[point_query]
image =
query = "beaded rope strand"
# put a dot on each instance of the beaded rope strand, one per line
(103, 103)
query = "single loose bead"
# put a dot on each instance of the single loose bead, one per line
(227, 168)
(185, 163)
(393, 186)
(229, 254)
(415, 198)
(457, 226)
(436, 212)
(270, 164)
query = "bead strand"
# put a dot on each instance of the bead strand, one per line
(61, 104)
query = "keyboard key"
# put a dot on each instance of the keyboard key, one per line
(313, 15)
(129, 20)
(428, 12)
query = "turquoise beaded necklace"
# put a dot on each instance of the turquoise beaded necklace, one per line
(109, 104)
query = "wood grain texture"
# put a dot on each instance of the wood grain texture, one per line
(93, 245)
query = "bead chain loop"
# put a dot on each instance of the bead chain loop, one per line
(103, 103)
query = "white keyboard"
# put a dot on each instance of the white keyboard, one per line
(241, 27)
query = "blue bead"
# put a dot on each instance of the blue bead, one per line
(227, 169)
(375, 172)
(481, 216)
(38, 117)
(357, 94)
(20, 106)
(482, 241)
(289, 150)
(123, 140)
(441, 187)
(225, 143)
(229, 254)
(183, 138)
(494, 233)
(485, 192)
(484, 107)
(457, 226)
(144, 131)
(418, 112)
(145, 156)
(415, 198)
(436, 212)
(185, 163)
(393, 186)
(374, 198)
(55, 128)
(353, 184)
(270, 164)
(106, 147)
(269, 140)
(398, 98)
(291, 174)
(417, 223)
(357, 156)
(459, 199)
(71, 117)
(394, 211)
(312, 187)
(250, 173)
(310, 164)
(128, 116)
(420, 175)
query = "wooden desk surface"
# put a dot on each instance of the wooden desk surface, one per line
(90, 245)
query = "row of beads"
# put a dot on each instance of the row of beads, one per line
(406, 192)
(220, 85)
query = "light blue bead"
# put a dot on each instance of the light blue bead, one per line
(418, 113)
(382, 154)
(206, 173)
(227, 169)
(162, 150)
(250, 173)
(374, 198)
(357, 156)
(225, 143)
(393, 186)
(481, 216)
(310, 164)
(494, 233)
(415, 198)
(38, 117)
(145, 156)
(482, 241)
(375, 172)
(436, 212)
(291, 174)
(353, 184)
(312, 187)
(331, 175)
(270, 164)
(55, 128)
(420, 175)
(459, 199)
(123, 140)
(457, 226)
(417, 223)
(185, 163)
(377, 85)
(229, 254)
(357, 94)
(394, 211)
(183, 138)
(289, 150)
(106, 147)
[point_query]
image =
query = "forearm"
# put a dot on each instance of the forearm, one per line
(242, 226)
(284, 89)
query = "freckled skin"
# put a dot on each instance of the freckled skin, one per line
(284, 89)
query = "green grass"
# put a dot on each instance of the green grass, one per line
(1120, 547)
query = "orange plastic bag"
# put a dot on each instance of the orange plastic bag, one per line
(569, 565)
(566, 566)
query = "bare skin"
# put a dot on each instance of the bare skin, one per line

YOUR OBJECTIVE | After locating the line that holds "# put a dot on each instance of the orange", print it and each line after it through the end of the data, exactly as it stands.

RESULT |
# put a dot on each instance of the orange plastic bag, one per line
(569, 565)
(566, 566)
query = "bare skin"
# put a dot on each instance of the bare skin, one per line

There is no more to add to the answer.